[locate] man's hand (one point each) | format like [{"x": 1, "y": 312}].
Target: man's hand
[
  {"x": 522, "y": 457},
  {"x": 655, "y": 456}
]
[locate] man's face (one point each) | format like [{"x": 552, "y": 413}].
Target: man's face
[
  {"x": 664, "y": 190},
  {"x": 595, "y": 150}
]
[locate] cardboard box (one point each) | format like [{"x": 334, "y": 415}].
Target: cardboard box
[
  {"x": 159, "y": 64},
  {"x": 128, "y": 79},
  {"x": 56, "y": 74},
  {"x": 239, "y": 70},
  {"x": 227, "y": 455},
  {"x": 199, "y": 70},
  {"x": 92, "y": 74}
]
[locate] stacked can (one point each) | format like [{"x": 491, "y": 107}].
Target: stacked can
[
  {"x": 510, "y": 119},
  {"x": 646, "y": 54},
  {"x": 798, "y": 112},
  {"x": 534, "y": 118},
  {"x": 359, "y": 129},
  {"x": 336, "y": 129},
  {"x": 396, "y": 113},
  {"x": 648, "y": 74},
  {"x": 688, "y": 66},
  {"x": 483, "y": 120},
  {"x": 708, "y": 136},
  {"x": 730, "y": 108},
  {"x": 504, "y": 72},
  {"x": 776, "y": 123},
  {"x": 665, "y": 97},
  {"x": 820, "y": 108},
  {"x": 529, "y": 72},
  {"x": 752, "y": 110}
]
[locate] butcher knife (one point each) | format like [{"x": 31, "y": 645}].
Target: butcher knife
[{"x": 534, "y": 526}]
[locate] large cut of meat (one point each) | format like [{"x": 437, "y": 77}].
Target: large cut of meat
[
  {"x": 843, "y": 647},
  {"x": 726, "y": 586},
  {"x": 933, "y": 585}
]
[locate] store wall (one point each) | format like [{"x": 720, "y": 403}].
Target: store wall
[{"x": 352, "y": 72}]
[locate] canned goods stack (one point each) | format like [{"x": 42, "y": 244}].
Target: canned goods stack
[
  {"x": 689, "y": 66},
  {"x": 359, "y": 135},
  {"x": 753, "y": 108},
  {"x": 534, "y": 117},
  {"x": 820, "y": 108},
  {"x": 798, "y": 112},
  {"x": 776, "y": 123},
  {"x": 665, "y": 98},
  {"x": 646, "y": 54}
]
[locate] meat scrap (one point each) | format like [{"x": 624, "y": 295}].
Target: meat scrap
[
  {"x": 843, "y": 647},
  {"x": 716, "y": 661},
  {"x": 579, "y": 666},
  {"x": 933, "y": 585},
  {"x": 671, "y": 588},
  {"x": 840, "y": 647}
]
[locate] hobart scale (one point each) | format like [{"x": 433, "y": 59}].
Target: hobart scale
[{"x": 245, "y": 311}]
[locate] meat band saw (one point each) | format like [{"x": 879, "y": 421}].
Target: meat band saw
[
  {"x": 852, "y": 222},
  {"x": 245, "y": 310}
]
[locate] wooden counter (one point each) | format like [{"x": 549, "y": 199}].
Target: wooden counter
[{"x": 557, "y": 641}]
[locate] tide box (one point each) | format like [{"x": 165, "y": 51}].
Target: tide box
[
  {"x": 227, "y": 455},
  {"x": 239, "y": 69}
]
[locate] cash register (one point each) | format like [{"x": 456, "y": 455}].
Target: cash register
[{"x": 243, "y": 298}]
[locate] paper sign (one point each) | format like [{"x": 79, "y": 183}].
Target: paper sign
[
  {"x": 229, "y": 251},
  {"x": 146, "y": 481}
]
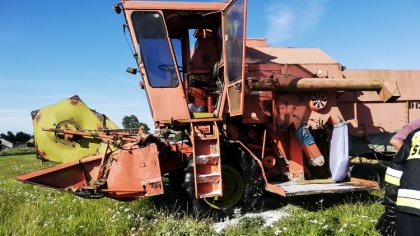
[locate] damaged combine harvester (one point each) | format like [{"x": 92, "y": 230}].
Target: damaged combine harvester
[{"x": 249, "y": 117}]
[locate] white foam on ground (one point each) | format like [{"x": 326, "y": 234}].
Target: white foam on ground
[{"x": 269, "y": 218}]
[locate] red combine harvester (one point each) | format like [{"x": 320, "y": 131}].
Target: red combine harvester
[{"x": 247, "y": 117}]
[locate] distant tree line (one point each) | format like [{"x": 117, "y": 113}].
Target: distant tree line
[
  {"x": 132, "y": 122},
  {"x": 18, "y": 138}
]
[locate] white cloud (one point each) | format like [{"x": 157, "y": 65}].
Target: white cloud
[{"x": 286, "y": 20}]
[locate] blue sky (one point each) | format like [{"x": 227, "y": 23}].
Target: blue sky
[{"x": 52, "y": 50}]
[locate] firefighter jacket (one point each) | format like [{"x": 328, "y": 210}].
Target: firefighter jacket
[
  {"x": 401, "y": 175},
  {"x": 408, "y": 198},
  {"x": 403, "y": 187}
]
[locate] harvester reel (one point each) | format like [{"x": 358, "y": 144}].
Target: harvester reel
[
  {"x": 70, "y": 114},
  {"x": 318, "y": 101},
  {"x": 66, "y": 125}
]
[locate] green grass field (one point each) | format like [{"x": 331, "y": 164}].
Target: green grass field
[{"x": 33, "y": 210}]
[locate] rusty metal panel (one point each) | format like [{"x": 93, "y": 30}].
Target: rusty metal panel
[
  {"x": 406, "y": 81},
  {"x": 135, "y": 173},
  {"x": 307, "y": 188},
  {"x": 235, "y": 105},
  {"x": 375, "y": 117}
]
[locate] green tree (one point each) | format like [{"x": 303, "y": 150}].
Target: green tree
[{"x": 131, "y": 122}]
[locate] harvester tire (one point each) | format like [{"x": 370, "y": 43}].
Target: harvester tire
[{"x": 245, "y": 179}]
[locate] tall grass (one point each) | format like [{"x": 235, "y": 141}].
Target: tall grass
[{"x": 33, "y": 210}]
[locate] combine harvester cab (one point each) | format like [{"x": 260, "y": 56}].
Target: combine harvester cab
[{"x": 249, "y": 117}]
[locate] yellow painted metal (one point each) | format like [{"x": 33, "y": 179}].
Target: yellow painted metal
[{"x": 71, "y": 114}]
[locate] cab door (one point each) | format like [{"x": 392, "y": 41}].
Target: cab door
[
  {"x": 158, "y": 66},
  {"x": 234, "y": 40}
]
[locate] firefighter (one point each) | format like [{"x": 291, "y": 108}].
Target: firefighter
[
  {"x": 398, "y": 139},
  {"x": 402, "y": 190}
]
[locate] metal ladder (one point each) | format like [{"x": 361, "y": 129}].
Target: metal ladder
[{"x": 207, "y": 163}]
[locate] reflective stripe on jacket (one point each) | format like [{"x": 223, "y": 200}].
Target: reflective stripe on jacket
[{"x": 408, "y": 198}]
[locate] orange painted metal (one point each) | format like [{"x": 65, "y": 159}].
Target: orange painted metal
[
  {"x": 188, "y": 6},
  {"x": 135, "y": 173}
]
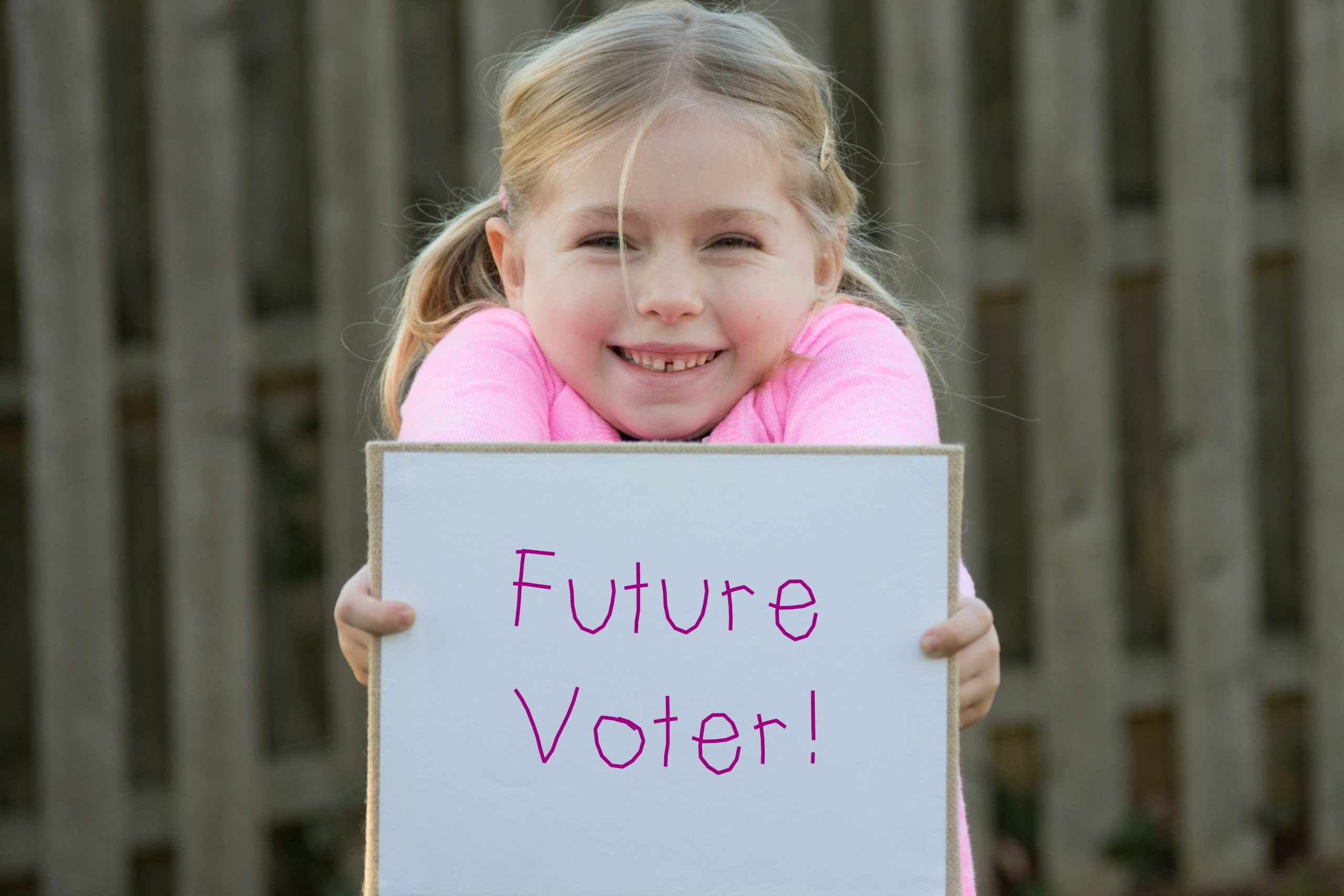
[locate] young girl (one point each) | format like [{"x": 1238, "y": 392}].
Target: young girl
[{"x": 668, "y": 257}]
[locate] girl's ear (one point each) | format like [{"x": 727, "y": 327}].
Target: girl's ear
[
  {"x": 508, "y": 260},
  {"x": 831, "y": 263}
]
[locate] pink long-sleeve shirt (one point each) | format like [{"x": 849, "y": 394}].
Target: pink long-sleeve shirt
[{"x": 487, "y": 381}]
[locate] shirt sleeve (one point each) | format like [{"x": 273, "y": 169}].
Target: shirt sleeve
[
  {"x": 484, "y": 382},
  {"x": 866, "y": 385}
]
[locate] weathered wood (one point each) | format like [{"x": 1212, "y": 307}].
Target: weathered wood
[
  {"x": 128, "y": 167},
  {"x": 435, "y": 100},
  {"x": 8, "y": 273},
  {"x": 277, "y": 227},
  {"x": 1278, "y": 437},
  {"x": 209, "y": 534},
  {"x": 1076, "y": 452},
  {"x": 1147, "y": 520},
  {"x": 1209, "y": 371},
  {"x": 296, "y": 613},
  {"x": 144, "y": 612},
  {"x": 1268, "y": 61},
  {"x": 18, "y": 762},
  {"x": 994, "y": 73},
  {"x": 1006, "y": 535},
  {"x": 1129, "y": 77},
  {"x": 490, "y": 30},
  {"x": 807, "y": 23},
  {"x": 925, "y": 183},
  {"x": 69, "y": 336},
  {"x": 359, "y": 187},
  {"x": 1319, "y": 42}
]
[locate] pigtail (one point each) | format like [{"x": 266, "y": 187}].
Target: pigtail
[{"x": 452, "y": 277}]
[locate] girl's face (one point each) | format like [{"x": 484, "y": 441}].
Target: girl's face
[{"x": 723, "y": 270}]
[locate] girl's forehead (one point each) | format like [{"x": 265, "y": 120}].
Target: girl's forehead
[{"x": 690, "y": 160}]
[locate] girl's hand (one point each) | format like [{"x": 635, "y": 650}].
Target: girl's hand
[
  {"x": 361, "y": 614},
  {"x": 970, "y": 635}
]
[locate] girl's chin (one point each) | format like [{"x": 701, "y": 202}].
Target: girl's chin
[{"x": 666, "y": 431}]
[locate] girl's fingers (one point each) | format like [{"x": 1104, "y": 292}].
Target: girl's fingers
[
  {"x": 978, "y": 696},
  {"x": 980, "y": 659},
  {"x": 975, "y": 692},
  {"x": 972, "y": 620},
  {"x": 373, "y": 616}
]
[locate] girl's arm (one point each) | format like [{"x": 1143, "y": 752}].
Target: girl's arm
[
  {"x": 486, "y": 381},
  {"x": 867, "y": 386}
]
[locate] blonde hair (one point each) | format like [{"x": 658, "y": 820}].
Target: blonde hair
[{"x": 628, "y": 69}]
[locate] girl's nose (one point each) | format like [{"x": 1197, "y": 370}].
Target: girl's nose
[{"x": 670, "y": 293}]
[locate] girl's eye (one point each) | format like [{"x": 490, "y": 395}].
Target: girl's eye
[{"x": 605, "y": 241}]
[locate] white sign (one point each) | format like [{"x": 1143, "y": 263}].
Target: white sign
[{"x": 663, "y": 669}]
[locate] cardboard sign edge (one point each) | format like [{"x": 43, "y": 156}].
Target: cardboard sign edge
[{"x": 374, "y": 453}]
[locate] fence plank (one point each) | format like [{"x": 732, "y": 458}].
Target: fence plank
[
  {"x": 1209, "y": 385},
  {"x": 807, "y": 23},
  {"x": 361, "y": 184},
  {"x": 1320, "y": 141},
  {"x": 1076, "y": 457},
  {"x": 69, "y": 335},
  {"x": 927, "y": 186},
  {"x": 210, "y": 563},
  {"x": 490, "y": 29}
]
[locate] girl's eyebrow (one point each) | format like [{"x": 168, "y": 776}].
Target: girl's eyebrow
[{"x": 709, "y": 217}]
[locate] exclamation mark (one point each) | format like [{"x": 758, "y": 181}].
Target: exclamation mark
[{"x": 814, "y": 724}]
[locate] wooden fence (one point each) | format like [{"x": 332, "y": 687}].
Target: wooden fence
[{"x": 1132, "y": 213}]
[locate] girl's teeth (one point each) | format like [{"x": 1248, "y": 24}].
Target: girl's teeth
[{"x": 664, "y": 364}]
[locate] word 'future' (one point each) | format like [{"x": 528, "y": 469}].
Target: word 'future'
[
  {"x": 729, "y": 590},
  {"x": 779, "y": 605}
]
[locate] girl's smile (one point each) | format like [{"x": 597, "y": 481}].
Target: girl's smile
[{"x": 721, "y": 272}]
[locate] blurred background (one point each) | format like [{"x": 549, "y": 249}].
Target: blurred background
[{"x": 1128, "y": 213}]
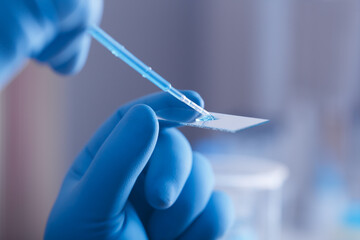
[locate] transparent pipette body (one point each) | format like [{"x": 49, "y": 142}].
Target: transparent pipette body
[{"x": 121, "y": 52}]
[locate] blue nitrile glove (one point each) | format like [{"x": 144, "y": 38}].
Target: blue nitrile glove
[
  {"x": 138, "y": 180},
  {"x": 51, "y": 31}
]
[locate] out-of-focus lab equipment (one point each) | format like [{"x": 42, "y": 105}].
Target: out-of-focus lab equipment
[{"x": 255, "y": 186}]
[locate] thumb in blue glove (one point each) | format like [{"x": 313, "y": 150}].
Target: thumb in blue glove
[
  {"x": 51, "y": 31},
  {"x": 134, "y": 177}
]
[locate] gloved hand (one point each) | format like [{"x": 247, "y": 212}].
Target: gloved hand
[
  {"x": 51, "y": 31},
  {"x": 138, "y": 180}
]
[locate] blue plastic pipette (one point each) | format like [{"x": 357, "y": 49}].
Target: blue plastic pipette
[{"x": 121, "y": 52}]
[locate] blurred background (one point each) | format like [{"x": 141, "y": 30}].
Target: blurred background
[{"x": 294, "y": 62}]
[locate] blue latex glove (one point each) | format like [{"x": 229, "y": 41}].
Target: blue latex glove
[
  {"x": 51, "y": 31},
  {"x": 138, "y": 180}
]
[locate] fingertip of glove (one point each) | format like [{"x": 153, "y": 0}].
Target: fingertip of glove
[
  {"x": 143, "y": 117},
  {"x": 161, "y": 196}
]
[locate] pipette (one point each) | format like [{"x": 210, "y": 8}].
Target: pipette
[{"x": 121, "y": 52}]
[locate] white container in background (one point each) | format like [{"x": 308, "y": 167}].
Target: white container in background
[{"x": 255, "y": 185}]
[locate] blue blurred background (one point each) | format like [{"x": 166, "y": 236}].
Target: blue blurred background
[{"x": 294, "y": 62}]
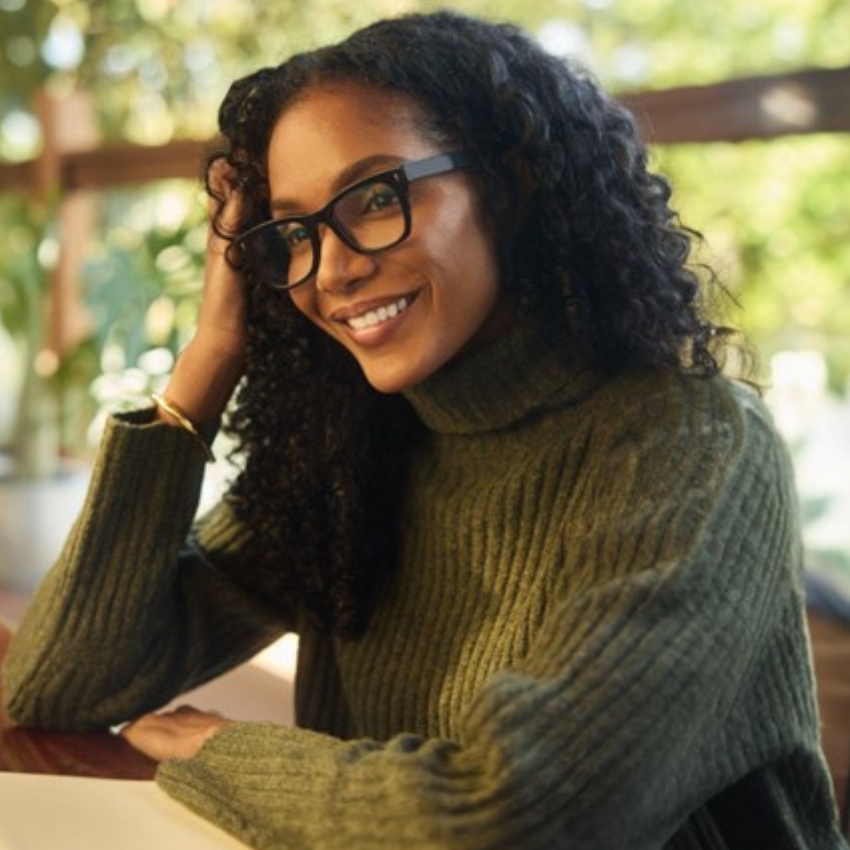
##########
## TASK STATEMENT
Give the number of lines in the items that contain the string "blurred", counting only matches with the same case. State only the number.

## SOLUTION TO THIS TASK
6